**Written request 1**
Name every record label mentioned in the William Beckett interview.
**Written request 2**
Pick up the William Beckett interview after its final sentence and carry it further.

**Page text**
————

WB: I, personally, never thought like that. Ever. In the one record that we did try [2007’s Santi] – I feel like whenever I thought that way it yielded a result that looks made up. It looks like we’re wearing costumes. So for me it’s just – I wear what I wear. Like this is how I go out. This is how I hang out at home. I don’t really think about my image in a way of fashioning it and tailoring it into what I think is going to be cool or popular. I just wear what I wear and that’s how I’ve always been.

On Page 2: Beckett spills on TAI’s breakup, his year of working without a record label, and his relationship with his fans.


The Academy Is… formed in 2003. The Chicago-based quintet were signed to Fueled By Ramen after attracting notice from fellow Chicago native Pete Wentz, and were one of the first acts to join Wentz’s own record label Decaydance when it was founded in 2005. TAI released three full-length albums and four EPs before disbanding in 2011 – drummer Andy Mrotek and guitarist Michael Guy Chislett left the band in May of that year. William Beckett, along with guitarist Mike Carden and bassist Adam Siska, attempted to continue work on TAI’s fourth album before deciding to end the band in October 2011.

Still signed to Fueled By Ramen under Atlantic Records, Beckett began writing material for himself as a solo artist – his first such venture in over ten years, having released an solo acoustic album under the moniker Remember Maine at age 17. However, midway through Beckett’s writing process, he was dropped from his contract by Atlantic. During 2012, he took things back to basics: he proceeded to release three EPs (Walk The Talk, Winds Will Change, and What Will Be) and an acoustic album, toured small venues including coffee houses and private homes, and utilised Stage-It for a regular series of online concerts and livestreams before signing with Equal Vision Records for the release of his 2013 full-length studio album, Genuine and Counterfeit.

Hypable: Clothing choices aside, the last two years have been very up and down for you. TAI ended, you planned to pursue a solo career with Atlantic, and then you got dropped. You’re with Equal Vision now, but you spent a long time doing grassroots stuff, Stage-It shows and self-releases. How long were you without a label, and were you planning to go ahead no matter what?

WB: For a year after Atlantic – and for the record I have no ill will towards Atlantic and Fueled By Ramen. Things change in this industry really fast, and most of the people there, the entire Fueled By Ramen family that worked there and ran it, they’re all gone. And so are most of the bands. That’s just how it works when you’re on that level – when it’s major labels, it’s like a revolving door with executives. Some people get demoted and some people get promoted, it’s just how it works. Like any giant company.

Bu after they let me go, I was able to take all the songs I was writing during that process – which was great because in that circumstance they could have just taken them. Like “no, sorry, you can’t use these.” But I was able to use everything that I was writing from that point, and it was never the songs that they weren’t confident with. It had to do with “how are we going to market this?” Some people on the team thought that I should be making a modern rock record, but naturally I was writing stuff that was more like ’80s pop leaning. And then, lo and behold, that’s what gets huge on the radio – that style of music! So for me what’s really cool is that I can make my kind of music, especially with Equal Vision Records.

————

**Dataset excerpts on object pointing**
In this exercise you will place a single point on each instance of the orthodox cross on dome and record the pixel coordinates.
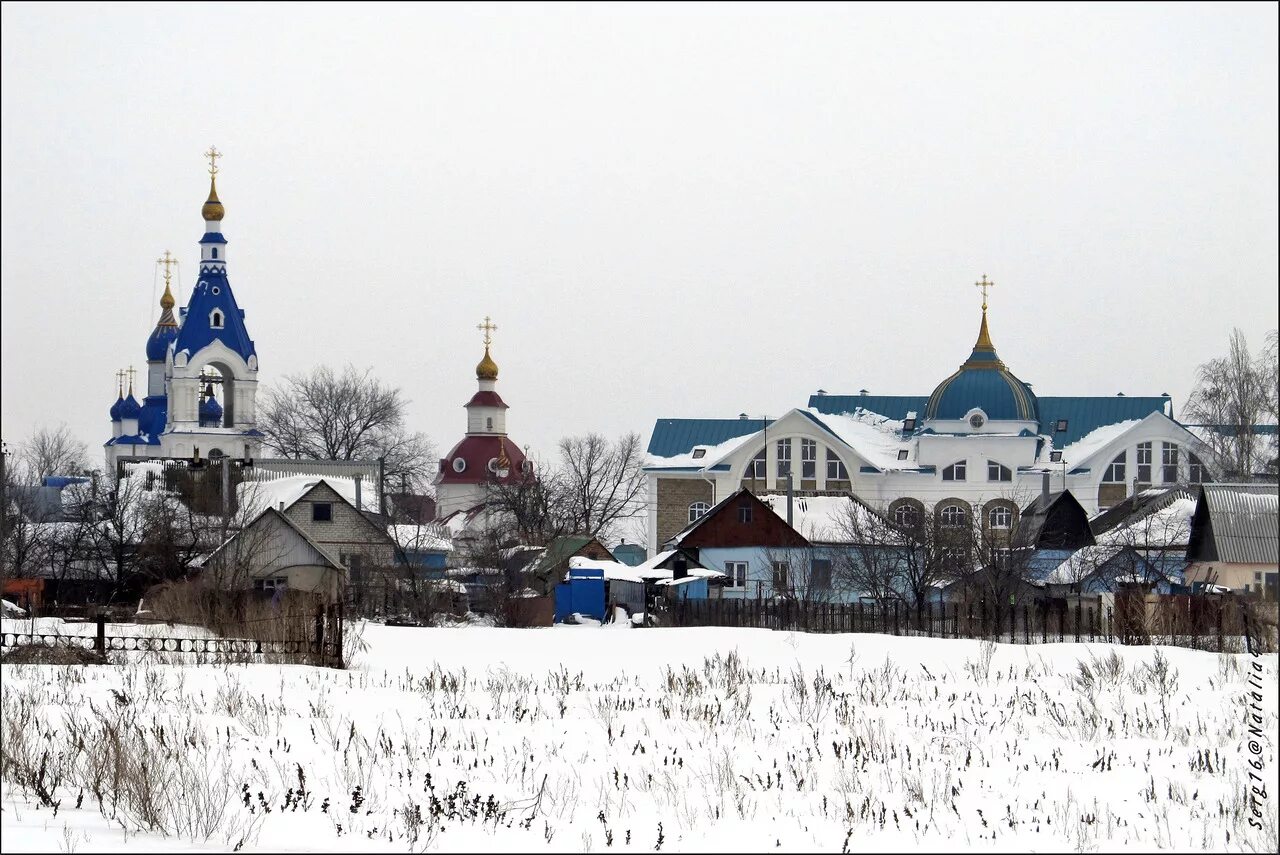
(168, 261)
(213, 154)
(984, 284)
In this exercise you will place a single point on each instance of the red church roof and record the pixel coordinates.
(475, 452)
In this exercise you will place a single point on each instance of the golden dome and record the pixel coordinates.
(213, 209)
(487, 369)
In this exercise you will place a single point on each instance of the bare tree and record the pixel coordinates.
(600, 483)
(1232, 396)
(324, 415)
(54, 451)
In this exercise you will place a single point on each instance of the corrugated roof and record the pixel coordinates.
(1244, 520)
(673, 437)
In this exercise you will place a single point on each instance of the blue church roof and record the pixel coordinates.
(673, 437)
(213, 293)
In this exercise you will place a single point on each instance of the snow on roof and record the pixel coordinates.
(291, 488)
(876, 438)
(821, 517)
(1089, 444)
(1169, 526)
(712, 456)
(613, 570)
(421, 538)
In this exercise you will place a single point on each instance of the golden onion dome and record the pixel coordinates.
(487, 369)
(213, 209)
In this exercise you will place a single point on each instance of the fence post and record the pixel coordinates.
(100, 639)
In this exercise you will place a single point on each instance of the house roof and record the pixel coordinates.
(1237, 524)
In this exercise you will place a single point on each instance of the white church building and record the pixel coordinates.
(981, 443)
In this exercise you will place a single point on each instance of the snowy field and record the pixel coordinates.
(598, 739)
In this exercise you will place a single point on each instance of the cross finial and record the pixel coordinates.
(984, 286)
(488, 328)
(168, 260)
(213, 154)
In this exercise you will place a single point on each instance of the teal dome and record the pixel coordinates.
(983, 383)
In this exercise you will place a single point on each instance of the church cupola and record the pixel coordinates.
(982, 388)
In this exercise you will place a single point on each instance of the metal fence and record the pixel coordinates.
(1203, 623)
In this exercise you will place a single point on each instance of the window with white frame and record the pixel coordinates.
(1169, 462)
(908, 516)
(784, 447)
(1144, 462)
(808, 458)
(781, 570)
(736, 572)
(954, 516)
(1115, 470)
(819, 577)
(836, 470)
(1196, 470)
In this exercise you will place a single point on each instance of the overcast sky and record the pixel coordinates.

————

**Exercise answer 1**
Fueled By Ramen, Decaydance, Atlantic Records, Equal Vision Records

**Exercise answer 2**
But before that, during that whole year, it had been so much time since I had released music. Because we were working on the fourth album with the Academy, and working on solo stuff, and when you’re on a major label, they tie you up so you can’t release anything until they say it’s okay. So I was just like “I want to release music immediately, I want to put it out right away.” And then we had the concept of releasing the three EPs, like releasing an EP every four months, so we did and that was a success. I just did it on my own, a self-release plan.

 

And that was the plan, to do a self-release, because labels approached me before that, after they heard about Atlantic. But I wanted to – it was an opportunity to find out and put forth what I want to accomplish and what I want it to be. And it took a minute, you know, for me to find it. But I did, and if it weren’t for my fans and if it weren’t for going back to doing things on a DIY independent thinking – of work ethic and grassroots, which is how I started in this industry to begin with – if it weren’t for that then I don’t think I could have done it. I don’t think I could have sustained, and I wouldn’t be here right now.

I owe all that to my fans. I owe it to the core that has been so amazing. And I’ve also noticed that, you know, as new fans are becoming excited and involved, the core fan base that has been with me since the beginning is very welcoming and very accepting. It’s just really an amazing thing to see that your fans are people that are examples of what I’m singing about as well, positive people.

Hypable: I was going to bring that up – you have always had a unique relationship with your fans, you’ve spoken about how Genuine and Counterfeit was inspired by a gift from a fan, you’ve given fans personal previews of your new albums and you’re doing house shows and constantly interacting online. What do you feel you owe the fans – what makes you feel like going above and beyond the normal level of fan/artist “duty,” so to speak?

WB: There’s a multitude of things and factors that come into it. Naturally, I feel like I’ve always had a pretty strong connection with my fans. I’ve always enjoyed getting to know them a little bit more, and staying out after shows to talk to them and meet them and kind of hang out. I just, I like my fans, you know? I like them as people for the most part. There is obviously a line between what is appropriate – as far as being familiar with me, or too familiar – there’s a line when someone may start to feel entitled, but that hasn’t really happened, which is great, because I feel like I’m just being myself and being close with my fans.

I think that’s what’s going to make this something special, as opposed to me not really caring or not doing house shows or not doing Stage-Its because “that’s my time now.” I think that stuff is extremely important. It’s a sense of community. It’s a sense of making new friends, for my fans to be able to meet each other from all across the country or across the world, and then come to a show together, and to bring people together – I think that if I weren’t doing a lot of these things, it wouldn’t happen. And I feel like I owe it in some ways.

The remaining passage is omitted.